▶ _WHAT YOU HAVE TO DO_: Pick up the text on Embedded Swift after its last sentence and write what comes next.

▶ _SUPPLIED TEXT_:
Community and Ecosystem

Open Source Projects

The Swift Embedded working group maintains example repositories showcasing how to use Embedded Swift on microcontrollers such as STM32, nRF52, and ESP32. Early-stage libraries for UART, GPIO, and basic peripherals are emerging, though the ecosystem is still young compared to C or Rust.

Learning Resources

While Embedded Swift is not yet widely taught in formal curricula, community tutorials and exploratory projects (for example, Swift for Arduino) are lowering the barrier for hobbyists and independent learners. As tooling matures, educational adoption is likely to follow.

Industry Interest

Embedded Swift is beginning to draw attention from developers and companies looking for safer, more maintainable alternatives to C. Although large-scale adoption remains limited, use cases like rapid prototyping, IoT development, and internal experimentation are gaining traction.

Conclusion

Embedded Swift represents a major step forward in embedded programming. By combining the power and safety of Swift with the low-level control needed for microcontrollers, it offers an exciting alternative to traditional C and C++ development.

While C will remain essential for hardware-level programming and performance-critical paths, Swift brings compelling advantages to many embedded scenarios:

• Memory safety: Swift eliminates entire categories of bugs such as buffer overflows, use-after-free, and null pointer dereferencing.

• Type safety: Many logic errors are caught at compile time, long before they can cause runtime failures.

• Modern language features: Developers can use functional paradigms, generics, and protocol-oriented design even in embedded code.

• C interoperability: Swift works seamlessly with existing C libraries, allowing gradual adoption without rewriting low-level drivers.

• Developer productivity: Clear syntax, automatic memory management, and strong tooling lead to faster development and easier maintenance.

Government and regulatory bodies are increasingly encouraging or mandating the use of memory-safe programming languages to reduce vulnerabilities in critical software systems. For example:

• In 2022, the U.S. National Security Agency (NSA) recommended moving away from unsafe languages like C/C++ for new software projects, promoting memory-safe alternatives.

• In June 2025, the NSA and CISA released a joint Cybersecurity Information Sheet titled “Memory Safe Languages: Reducing Vulnerabilities in Modern Software Development”, which emphasized that memory safety flaws remain a persistent risk, and organizations should develop strategies to adopt memory-safe programming languages in new systems.

(Dataset entries)
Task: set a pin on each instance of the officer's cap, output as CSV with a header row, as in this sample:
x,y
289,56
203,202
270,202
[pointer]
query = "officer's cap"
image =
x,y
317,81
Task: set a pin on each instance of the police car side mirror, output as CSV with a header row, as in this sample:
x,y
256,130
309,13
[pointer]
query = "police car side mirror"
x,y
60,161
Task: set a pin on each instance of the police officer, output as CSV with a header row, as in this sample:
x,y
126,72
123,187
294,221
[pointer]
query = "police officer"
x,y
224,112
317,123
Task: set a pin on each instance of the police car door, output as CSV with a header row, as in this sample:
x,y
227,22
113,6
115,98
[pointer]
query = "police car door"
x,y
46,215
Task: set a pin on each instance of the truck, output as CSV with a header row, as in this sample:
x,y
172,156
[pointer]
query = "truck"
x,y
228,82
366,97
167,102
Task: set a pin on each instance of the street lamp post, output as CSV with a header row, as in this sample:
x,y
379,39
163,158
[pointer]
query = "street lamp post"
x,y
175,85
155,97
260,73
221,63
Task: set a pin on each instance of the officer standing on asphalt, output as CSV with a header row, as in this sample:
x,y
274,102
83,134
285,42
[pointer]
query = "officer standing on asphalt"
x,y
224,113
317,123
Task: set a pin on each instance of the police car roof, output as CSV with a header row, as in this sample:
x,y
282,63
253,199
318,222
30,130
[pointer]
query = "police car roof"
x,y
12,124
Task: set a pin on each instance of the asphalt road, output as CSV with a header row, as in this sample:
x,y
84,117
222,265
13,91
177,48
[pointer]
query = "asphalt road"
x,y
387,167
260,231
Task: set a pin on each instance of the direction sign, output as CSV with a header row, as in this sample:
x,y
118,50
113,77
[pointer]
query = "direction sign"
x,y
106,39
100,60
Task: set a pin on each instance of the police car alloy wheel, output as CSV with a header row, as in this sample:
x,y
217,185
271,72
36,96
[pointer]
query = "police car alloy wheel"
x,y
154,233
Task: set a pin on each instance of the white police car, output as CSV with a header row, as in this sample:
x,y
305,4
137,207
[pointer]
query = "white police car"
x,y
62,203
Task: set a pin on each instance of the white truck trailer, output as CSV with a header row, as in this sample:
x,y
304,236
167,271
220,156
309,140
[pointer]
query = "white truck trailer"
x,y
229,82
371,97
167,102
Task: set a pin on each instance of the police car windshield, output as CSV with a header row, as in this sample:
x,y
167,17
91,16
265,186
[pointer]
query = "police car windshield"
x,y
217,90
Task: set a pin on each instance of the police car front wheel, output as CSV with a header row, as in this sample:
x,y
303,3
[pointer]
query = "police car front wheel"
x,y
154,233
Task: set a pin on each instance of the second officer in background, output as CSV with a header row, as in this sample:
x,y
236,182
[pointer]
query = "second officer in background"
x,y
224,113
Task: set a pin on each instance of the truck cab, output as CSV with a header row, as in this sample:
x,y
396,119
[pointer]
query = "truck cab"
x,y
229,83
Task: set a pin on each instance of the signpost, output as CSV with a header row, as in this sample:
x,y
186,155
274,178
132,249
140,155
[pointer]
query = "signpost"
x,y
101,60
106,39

▶ _RESPONSE TO THIS EXERCISE_:
• The U.S. Cybersecurity and Infrastructure Security Agency (CISA) and NIST have echoed similar guidance in the context of national cybersecurity.

While these documents do not mention Swift explicitly, Swift's strong type system, ARC-based memory model, and compile-time safety guarantees align closely with the goals outlined in these recommendations. As such, it offers a practical, developer-friendly path toward safer embedded development.

Swift may not be the right fit for every embedded system. In applications where every byte of memory or instruction cycle is critical, real-time guarantees are hard requirements, or toolchain maturity is essential (for example, RTOS integration, static analyzers), C or Rust may still be preferred.

But in many modern embedded applications, especially those involving rapid prototyping, fast product iteration, safety-critical or maintainable firmware, and interoperability with existing C codebases, Swift offers a highly productive and safe development experience.

Embedded Swift is still maturing, but its momentum is undeniable. With ongoing compiler work, community-driven examples, and growing interest from developers, it’s poised to play a major role in the future of embedded systems.

Whether you're building an IoT device, a piece of industrial equipment, or a proof-of-concept wearable, Swift can help you write safer, more expressive firmware, without giving up performance or control.

Swift can be especially powerful during the prototyping phase, when the primary goal is to validate functionality quickly and safely. And with its increasing support for multiple hardware platforms, it offers a strong foundation for bringing modern software development practices to the embedded world.